▶ [ABOUT THIS TASK]: Type out the entries below again, character for character.

START AVAILABLE RECORDS

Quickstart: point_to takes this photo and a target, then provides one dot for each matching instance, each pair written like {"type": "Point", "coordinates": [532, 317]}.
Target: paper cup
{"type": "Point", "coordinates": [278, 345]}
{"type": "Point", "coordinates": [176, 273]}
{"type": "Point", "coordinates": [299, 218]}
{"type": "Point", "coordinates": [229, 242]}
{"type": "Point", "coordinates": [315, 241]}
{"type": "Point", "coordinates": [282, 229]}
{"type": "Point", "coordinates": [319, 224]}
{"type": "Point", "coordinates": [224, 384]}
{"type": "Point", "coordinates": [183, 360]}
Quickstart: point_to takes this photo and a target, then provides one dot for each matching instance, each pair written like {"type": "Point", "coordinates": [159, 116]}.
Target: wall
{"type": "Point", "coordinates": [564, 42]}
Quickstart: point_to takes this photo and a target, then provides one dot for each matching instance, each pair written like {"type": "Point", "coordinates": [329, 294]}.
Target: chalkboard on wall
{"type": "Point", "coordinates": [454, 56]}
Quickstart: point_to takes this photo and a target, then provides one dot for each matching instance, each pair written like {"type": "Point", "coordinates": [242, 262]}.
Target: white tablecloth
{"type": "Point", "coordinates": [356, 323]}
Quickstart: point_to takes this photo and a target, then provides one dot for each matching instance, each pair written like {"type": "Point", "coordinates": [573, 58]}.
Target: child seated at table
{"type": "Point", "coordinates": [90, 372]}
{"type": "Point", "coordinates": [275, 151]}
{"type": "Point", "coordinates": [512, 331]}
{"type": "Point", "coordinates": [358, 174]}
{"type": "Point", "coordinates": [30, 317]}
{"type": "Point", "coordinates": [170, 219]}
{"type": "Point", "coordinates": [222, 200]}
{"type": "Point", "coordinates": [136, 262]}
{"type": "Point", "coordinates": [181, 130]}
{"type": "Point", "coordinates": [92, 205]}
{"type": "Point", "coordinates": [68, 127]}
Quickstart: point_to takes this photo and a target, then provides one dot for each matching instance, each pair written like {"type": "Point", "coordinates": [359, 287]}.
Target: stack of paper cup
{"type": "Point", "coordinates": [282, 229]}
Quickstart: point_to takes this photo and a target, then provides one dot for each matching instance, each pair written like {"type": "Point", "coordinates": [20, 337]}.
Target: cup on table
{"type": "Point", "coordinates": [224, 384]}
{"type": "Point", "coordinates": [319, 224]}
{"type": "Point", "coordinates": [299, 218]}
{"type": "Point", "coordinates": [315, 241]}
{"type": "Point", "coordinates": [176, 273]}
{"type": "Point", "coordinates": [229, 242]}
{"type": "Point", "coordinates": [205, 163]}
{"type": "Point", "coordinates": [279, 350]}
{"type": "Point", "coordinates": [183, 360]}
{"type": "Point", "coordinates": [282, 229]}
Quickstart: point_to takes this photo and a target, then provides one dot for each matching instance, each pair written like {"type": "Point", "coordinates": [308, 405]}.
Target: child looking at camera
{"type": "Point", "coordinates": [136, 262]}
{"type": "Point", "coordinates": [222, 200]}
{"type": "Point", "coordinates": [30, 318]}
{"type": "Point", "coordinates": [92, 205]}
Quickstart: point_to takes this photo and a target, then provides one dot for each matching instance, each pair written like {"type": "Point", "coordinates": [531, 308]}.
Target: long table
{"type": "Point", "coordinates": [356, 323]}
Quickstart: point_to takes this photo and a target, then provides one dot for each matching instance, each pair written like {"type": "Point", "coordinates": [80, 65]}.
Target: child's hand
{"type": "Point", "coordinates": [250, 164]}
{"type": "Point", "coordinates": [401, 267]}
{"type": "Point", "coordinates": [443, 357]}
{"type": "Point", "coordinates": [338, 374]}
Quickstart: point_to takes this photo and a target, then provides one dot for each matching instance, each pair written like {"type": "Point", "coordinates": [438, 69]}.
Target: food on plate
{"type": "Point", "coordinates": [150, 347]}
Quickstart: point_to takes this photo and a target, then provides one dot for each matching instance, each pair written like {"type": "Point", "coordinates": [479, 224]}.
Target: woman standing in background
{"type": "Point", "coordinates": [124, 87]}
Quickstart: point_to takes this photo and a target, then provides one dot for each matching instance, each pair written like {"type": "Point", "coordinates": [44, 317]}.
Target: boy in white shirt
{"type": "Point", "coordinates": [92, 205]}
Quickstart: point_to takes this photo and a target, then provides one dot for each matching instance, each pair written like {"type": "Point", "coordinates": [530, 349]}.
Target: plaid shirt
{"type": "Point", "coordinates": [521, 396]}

END AVAILABLE RECORDS

▶ [TASK ANSWER]:
Quickstart: point_to takes this photo and a target, then provides one dot for each matching instance, each pair written like {"type": "Point", "coordinates": [532, 317]}.
Target: paper cup
{"type": "Point", "coordinates": [278, 345]}
{"type": "Point", "coordinates": [176, 273]}
{"type": "Point", "coordinates": [299, 218]}
{"type": "Point", "coordinates": [229, 242]}
{"type": "Point", "coordinates": [315, 241]}
{"type": "Point", "coordinates": [282, 229]}
{"type": "Point", "coordinates": [319, 224]}
{"type": "Point", "coordinates": [224, 384]}
{"type": "Point", "coordinates": [183, 360]}
Quickstart: point_to takes this photo and a target, then provides one dot for each matching instance, each pair written like {"type": "Point", "coordinates": [159, 116]}.
Target: wall
{"type": "Point", "coordinates": [564, 42]}
Quickstart: point_to takes this photo and a target, then provides one dot for each matching instance, each pair written like {"type": "Point", "coordinates": [329, 294]}.
Target: chalkboard on wall
{"type": "Point", "coordinates": [454, 56]}
Quickstart: point_to takes this photo and a target, then provides one dot for each matching instance, each pair written like {"type": "Point", "coordinates": [242, 262]}.
Target: white tablecloth
{"type": "Point", "coordinates": [356, 323]}
Quickstart: point_to takes this photo and a target, then provides one dot for each matching instance, each pair written like {"type": "Point", "coordinates": [573, 58]}.
Target: child seated at table
{"type": "Point", "coordinates": [90, 372]}
{"type": "Point", "coordinates": [275, 151]}
{"type": "Point", "coordinates": [512, 331]}
{"type": "Point", "coordinates": [358, 174]}
{"type": "Point", "coordinates": [30, 317]}
{"type": "Point", "coordinates": [170, 219]}
{"type": "Point", "coordinates": [222, 200]}
{"type": "Point", "coordinates": [136, 262]}
{"type": "Point", "coordinates": [181, 130]}
{"type": "Point", "coordinates": [92, 205]}
{"type": "Point", "coordinates": [68, 127]}
Quickstart: point_to takes this photo and a target, then provides one dot for each matching instance, each pair written like {"type": "Point", "coordinates": [359, 287]}.
Target: stack of paper cup
{"type": "Point", "coordinates": [282, 229]}
Quickstart: point_to takes this photo and a target, then provides one dot for each matching instance, each pair written like {"type": "Point", "coordinates": [20, 337]}.
Target: cup on table
{"type": "Point", "coordinates": [224, 384]}
{"type": "Point", "coordinates": [319, 224]}
{"type": "Point", "coordinates": [299, 218]}
{"type": "Point", "coordinates": [315, 241]}
{"type": "Point", "coordinates": [176, 273]}
{"type": "Point", "coordinates": [229, 242]}
{"type": "Point", "coordinates": [205, 163]}
{"type": "Point", "coordinates": [279, 350]}
{"type": "Point", "coordinates": [183, 360]}
{"type": "Point", "coordinates": [282, 229]}
Quickstart: point_to takes this photo and a target, then provides one dot for each matching instance, each pair written like {"type": "Point", "coordinates": [308, 405]}.
Target: child looking at camera
{"type": "Point", "coordinates": [136, 262]}
{"type": "Point", "coordinates": [222, 200]}
{"type": "Point", "coordinates": [30, 318]}
{"type": "Point", "coordinates": [92, 205]}
Quickstart: point_to takes this photo and a target, then provides one dot for each matching instance, each pair written like {"type": "Point", "coordinates": [531, 308]}.
Target: long table
{"type": "Point", "coordinates": [356, 323]}
Quickstart: point_to takes this photo and a target, then provides one dot for each matching instance, each pair written like {"type": "Point", "coordinates": [80, 65]}.
Target: child's hand
{"type": "Point", "coordinates": [250, 164]}
{"type": "Point", "coordinates": [401, 267]}
{"type": "Point", "coordinates": [443, 357]}
{"type": "Point", "coordinates": [338, 374]}
Quickstart: point_to takes this photo and a target, then provides one dot for each matching instance, each pair written like {"type": "Point", "coordinates": [438, 69]}.
Target: food on plate
{"type": "Point", "coordinates": [150, 347]}
Quickstart: point_to takes this photo and a target, then provides one dot for each matching instance, each pair written like {"type": "Point", "coordinates": [479, 224]}.
Target: woman standing in background
{"type": "Point", "coordinates": [124, 87]}
Quickstart: point_to takes this photo and a target, then provides one dot for each matching instance, each pair written like {"type": "Point", "coordinates": [44, 317]}.
Target: boy in white shirt
{"type": "Point", "coordinates": [92, 205]}
Quickstart: point_to takes this photo and a target, then provides one dot for each matching instance, each pair written like {"type": "Point", "coordinates": [530, 349]}.
Target: plaid shirt
{"type": "Point", "coordinates": [521, 396]}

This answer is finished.